PROBLEM TO SOLVE =
What you should copy is the line containing "For each instance of the city" and all lines after it in the entries below, exactly and without anything added.

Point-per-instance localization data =
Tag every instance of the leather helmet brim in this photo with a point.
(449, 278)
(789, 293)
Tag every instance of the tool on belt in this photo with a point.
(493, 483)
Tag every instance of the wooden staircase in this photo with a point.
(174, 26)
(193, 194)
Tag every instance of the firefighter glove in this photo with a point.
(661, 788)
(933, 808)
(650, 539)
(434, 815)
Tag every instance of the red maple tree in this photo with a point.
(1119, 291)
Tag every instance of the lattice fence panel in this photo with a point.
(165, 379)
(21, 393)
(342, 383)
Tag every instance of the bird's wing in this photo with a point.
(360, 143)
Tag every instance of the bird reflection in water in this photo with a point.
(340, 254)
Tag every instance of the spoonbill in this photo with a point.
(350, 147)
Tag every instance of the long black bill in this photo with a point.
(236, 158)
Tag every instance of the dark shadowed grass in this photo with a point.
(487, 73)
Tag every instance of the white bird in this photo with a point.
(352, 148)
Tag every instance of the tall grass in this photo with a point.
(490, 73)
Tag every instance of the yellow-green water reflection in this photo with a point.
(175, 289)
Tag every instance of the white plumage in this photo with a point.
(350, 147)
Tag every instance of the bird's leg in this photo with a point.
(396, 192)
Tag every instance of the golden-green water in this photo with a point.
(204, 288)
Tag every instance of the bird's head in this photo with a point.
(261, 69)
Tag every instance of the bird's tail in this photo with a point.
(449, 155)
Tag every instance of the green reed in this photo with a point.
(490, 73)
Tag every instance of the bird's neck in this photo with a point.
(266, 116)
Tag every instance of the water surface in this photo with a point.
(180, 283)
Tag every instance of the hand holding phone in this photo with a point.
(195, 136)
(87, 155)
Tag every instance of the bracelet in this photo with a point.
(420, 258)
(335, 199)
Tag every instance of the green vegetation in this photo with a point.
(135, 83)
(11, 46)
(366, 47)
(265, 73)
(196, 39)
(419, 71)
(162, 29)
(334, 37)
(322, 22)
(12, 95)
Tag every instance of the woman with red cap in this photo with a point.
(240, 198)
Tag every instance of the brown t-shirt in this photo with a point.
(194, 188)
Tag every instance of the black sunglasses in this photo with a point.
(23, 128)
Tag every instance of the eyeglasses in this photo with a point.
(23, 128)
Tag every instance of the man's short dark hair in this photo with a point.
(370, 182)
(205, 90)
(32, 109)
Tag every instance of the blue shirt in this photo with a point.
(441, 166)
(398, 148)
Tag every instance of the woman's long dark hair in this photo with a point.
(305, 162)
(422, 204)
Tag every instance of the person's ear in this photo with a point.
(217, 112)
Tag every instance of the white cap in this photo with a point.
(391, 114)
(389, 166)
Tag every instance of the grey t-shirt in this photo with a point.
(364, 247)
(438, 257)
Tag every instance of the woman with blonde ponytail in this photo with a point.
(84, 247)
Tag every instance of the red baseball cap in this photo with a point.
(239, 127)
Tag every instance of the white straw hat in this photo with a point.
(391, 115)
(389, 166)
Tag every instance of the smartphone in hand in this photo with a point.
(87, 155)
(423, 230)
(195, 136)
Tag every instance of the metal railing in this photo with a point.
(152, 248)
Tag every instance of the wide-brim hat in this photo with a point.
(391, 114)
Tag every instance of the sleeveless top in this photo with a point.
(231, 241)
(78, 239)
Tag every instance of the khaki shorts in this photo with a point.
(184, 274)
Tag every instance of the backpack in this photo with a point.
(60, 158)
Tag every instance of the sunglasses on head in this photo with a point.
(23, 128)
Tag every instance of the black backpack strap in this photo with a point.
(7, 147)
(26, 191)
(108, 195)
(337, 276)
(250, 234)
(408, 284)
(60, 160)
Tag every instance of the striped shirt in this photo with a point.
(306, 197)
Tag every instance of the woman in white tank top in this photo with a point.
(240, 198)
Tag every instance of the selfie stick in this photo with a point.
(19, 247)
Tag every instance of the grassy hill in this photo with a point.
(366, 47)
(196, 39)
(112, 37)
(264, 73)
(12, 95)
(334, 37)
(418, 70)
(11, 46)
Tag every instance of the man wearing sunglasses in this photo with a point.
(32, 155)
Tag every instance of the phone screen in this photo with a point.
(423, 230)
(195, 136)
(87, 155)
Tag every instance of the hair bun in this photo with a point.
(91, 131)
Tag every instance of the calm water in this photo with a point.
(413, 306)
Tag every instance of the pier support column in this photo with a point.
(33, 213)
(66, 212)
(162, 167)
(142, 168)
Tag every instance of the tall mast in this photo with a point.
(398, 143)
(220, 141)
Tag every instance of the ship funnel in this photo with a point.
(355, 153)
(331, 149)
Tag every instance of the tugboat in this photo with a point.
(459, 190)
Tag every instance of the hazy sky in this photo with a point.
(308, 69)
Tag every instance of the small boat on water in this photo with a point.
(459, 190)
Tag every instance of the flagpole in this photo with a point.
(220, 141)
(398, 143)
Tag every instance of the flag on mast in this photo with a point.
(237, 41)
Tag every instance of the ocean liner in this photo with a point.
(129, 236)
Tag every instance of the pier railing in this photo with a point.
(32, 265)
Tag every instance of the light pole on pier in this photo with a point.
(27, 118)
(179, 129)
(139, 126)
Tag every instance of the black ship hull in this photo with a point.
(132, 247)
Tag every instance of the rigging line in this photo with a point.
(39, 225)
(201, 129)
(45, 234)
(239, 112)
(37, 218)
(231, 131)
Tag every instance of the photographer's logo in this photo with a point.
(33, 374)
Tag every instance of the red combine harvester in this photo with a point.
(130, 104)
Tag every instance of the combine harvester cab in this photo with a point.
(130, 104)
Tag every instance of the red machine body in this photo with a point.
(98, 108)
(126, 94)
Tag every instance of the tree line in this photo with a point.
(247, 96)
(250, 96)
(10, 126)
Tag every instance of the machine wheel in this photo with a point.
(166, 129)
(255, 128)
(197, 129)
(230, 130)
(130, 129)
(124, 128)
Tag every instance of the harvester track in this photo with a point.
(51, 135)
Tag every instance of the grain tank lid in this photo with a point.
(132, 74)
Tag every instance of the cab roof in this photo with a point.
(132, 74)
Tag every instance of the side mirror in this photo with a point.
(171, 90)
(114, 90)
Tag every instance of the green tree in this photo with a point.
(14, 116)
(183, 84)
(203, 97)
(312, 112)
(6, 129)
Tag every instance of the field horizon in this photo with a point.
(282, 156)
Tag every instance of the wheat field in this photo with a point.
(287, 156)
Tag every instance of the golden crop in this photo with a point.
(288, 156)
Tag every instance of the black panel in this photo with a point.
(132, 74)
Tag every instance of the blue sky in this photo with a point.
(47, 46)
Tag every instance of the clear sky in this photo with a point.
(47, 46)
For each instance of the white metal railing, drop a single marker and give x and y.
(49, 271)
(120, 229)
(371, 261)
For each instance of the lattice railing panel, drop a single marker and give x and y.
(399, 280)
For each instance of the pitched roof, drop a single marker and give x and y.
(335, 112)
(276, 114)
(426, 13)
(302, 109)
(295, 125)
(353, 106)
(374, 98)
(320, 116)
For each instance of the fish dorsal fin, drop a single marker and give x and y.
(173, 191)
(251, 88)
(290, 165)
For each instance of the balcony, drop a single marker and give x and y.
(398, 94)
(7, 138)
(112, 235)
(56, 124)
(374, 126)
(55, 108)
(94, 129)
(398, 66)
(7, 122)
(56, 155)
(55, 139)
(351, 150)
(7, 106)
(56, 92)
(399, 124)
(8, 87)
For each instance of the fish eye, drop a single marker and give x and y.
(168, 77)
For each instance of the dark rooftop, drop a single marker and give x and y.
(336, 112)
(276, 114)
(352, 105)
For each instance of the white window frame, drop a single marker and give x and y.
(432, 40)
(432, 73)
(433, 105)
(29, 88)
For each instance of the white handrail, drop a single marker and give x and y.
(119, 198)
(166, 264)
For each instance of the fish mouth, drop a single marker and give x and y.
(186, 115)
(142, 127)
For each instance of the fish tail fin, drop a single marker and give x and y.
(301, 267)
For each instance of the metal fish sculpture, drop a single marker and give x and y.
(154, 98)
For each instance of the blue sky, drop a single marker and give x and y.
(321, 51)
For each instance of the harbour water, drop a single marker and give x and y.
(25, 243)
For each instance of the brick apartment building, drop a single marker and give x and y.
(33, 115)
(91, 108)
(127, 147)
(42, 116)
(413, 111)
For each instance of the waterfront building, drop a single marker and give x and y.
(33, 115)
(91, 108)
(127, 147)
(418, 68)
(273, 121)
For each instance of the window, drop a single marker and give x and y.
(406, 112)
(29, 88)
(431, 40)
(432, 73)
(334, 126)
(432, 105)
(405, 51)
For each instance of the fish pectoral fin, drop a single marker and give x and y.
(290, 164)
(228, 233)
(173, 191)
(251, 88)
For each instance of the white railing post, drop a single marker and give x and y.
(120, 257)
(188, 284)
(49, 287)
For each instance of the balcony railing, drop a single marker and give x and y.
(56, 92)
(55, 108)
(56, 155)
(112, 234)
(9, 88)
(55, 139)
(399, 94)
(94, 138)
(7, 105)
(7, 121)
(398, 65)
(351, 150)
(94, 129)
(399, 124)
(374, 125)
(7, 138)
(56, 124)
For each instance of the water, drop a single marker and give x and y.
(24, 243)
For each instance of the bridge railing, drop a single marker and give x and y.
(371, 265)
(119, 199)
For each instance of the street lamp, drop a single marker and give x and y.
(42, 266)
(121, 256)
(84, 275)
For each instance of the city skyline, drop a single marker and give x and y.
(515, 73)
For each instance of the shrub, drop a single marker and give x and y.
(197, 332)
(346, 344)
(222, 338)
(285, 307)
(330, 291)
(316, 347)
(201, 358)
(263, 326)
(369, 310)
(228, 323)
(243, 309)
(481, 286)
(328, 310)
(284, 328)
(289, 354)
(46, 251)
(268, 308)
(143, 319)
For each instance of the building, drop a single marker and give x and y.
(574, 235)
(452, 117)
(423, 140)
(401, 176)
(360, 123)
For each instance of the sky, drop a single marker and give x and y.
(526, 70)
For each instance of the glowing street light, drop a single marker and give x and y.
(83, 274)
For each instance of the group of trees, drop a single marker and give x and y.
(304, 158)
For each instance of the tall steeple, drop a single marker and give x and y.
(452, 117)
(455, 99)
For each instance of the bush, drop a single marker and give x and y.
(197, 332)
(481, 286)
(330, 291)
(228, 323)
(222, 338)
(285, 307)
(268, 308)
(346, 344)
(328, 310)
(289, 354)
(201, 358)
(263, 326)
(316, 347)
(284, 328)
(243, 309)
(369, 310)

ANSWER SECTION =
For each instance of the city skyline, drop a single marker and give x and y.
(515, 73)
For each instance of the shrub, drop a single marker and give x and y.
(197, 332)
(346, 344)
(222, 338)
(285, 307)
(330, 291)
(316, 347)
(201, 358)
(263, 326)
(369, 310)
(228, 323)
(243, 309)
(481, 286)
(328, 310)
(284, 328)
(289, 354)
(46, 251)
(268, 308)
(143, 319)
For each instance of the building, drop a single marker and give x and y.
(574, 235)
(452, 117)
(423, 140)
(401, 176)
(360, 123)
For each instance of the sky, drop a single marker and give x and y.
(526, 70)
For each instance of the glowing street light, drop a single marker and give x and y.
(83, 274)
For each instance of the group of trees, drop a single marker and give x and y.
(304, 158)
For each instance of the tall steeple, drop a single marker and give x and y.
(452, 117)
(455, 99)
For each instance of the bush, drop a single marker and give x and y.
(197, 332)
(481, 286)
(330, 291)
(228, 323)
(222, 338)
(285, 307)
(268, 308)
(346, 344)
(328, 310)
(289, 354)
(201, 358)
(263, 326)
(316, 347)
(284, 328)
(243, 309)
(369, 310)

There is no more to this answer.